Reproduza o trecho da resenha sobre o livro de Fernando Correia que começa nas palavras "Uma senhora que" e termina logo após "neutralidade física comovente?".

* [TRECHO DO TEXTO]:
──────────

Fernando Correia - um dos mais
respeitados profissionais da comunicação social em Portugal - esteve
recentemente nas Caldas da Rainha, numa rádio local, a falar acerca do seu mais
novo livro, cujo título pode ler-se em epígrafe.
Nele, o autor que nos acostumou
- através da sua voz aveludada e bem colocada - a ouvir prazerosamente relatos
de futebol, traz-nos uma realidade emotiva, dolorosa, vivida na primeira
pessoa. Uma diegese que nos faz pensar na vida (na nossa e na de quem está ao
nosso lado), na dele e na da Vera, a personagem principal.
Fernando e Vera, dois
padecentes que não estão sós, pois tiveram filhas, e estas lhes deram netos,
seres humanos saudáveis, com corações latejantes de amor pela mãe já avó, que, infelizmente,
por ironia de um fadário ímpio, é incapaz de o perceber, de o sentir, de sequer
o sonhar.
Uma senhora que desconhece as
suas próprias emoções, com uma vida
que paira num éter nebuloso, com uma palavra que não ecoa no quarto, com um
coração que pulsa movido por um milagre autêntico (ou químico). Perceberá,
então, a solidão de sua alma? Terá noção, no limiar de onde se encontra, de que
o seu solilóquio não possui ouvintes? Haverá dentro de si um discurso solene,
dito ininterruptamente ao seu ser, para que este se mantenha vivo, naquela
neutralidade física comovente?
Vera, não é somente a ressoante
personagem desse livro, é, também, de uma vida que um dia foi. Dentro de si
existe uma distância, um abismo, onde ecoa a esperança tutelar de uma família,
a sua, que a quer para si, como deve ser, como deveria ser.
“Uns dias antes de seres
internada ouvimos muitas vozes à nossa volta a dizerem tudo o que a ignorância
permite e documenta. No restaurante, e enquanto procuravas comer a sopa à mão,
as pessoas sentadas noutras mesas riam de troça e apontavam para a testa com o
dedo indicador.”
Tenho comiseração por este
povo, que não consegue perceber o que se passa ao seu redor. “Que pena eu tenho
dos pobres de espírito.”
O “Diário de um corpo sem
memória” expõe, de modo marcante e comovente, o ritmo do coração de Fernando
Correia, em sonantes batidas, por uma alma que, em anos volvidos, o arrebatou
de amores. Um livro que patenteia, também, a necessidade que todos temos de
conhecer com profundidade o que é a doença de Alzheimer, como a podemos
identificar e, principalmente, como devemos agir quando estamos diante de um
ser humano que sofre com essa perturbação, para não fazermos figura de néscios.
Uma enfermidade atroz, que vem
devagar, sem pressa, e fica, e fica, pousa em nós na antessala do vácuo,
aguardando que o organismo lhe dê um sinal para parar, anúncio que nunca chega,
até que ele, o prenúncio, esquece-se de si próprio e avança, instala-se,
domina-nos, apagando-nos para as coisas terrenas.
Em cada página desse livro
percebemos a pequenez do que somos, diante da imensidão do desconhecido. É uma
narrativa que nos leva também a acreditar em prodígios, e a desejar que
aconteça, no estalar de um segundo, a debelação do mal; e que aquele cérebro
não tivesse sido corrompido; que aquele olhar se enchesse de luminosidade; que
ela, a Vera, regressasse a este momento, com uma lucidez desconcertante.

──────────

(Dados de apontamento por expressões referenciais)

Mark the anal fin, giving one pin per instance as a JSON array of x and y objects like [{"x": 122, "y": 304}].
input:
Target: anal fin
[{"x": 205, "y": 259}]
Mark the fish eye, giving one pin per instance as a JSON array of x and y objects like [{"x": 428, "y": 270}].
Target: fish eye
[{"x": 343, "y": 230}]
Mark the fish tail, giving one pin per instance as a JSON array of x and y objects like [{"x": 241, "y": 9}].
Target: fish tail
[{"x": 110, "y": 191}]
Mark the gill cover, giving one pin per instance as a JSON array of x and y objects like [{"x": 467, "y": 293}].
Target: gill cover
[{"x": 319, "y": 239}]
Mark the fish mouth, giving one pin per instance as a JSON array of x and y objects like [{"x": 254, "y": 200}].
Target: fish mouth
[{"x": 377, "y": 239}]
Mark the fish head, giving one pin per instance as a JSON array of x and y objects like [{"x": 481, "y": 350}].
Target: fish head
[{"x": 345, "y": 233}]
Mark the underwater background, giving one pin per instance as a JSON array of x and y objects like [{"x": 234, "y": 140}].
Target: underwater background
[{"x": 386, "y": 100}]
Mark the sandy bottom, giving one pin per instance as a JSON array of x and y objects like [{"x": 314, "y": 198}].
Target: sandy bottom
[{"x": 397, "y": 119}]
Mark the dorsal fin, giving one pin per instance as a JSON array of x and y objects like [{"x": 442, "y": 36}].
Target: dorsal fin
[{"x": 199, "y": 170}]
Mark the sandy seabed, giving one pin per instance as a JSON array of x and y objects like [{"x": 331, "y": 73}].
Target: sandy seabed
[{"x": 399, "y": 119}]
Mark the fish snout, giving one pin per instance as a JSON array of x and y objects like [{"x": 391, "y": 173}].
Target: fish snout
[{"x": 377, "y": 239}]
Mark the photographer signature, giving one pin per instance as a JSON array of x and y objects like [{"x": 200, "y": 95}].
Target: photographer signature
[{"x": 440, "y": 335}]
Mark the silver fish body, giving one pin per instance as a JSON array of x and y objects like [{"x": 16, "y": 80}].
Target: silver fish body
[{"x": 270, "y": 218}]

──────────

* [RESPOSTA DO EXERCÍCIO]:
Uma senhora que desconhece as
suas próprias emoções, com uma vida
que paira num éter nebuloso, com uma palavra que não ecoa no quarto, com um
coração que pulsa movido por um milagre autêntico (ou químico). Perceberá,
então, a solidão de sua alma? Terá noção, no limiar de onde se encontra, de que
o seu solilóquio não possui ouvintes? Haverá dentro de si um discurso solene,
dito ininterruptamente ao seu ser, para que este se mantenha vivo, naquela
neutralidade física comovente?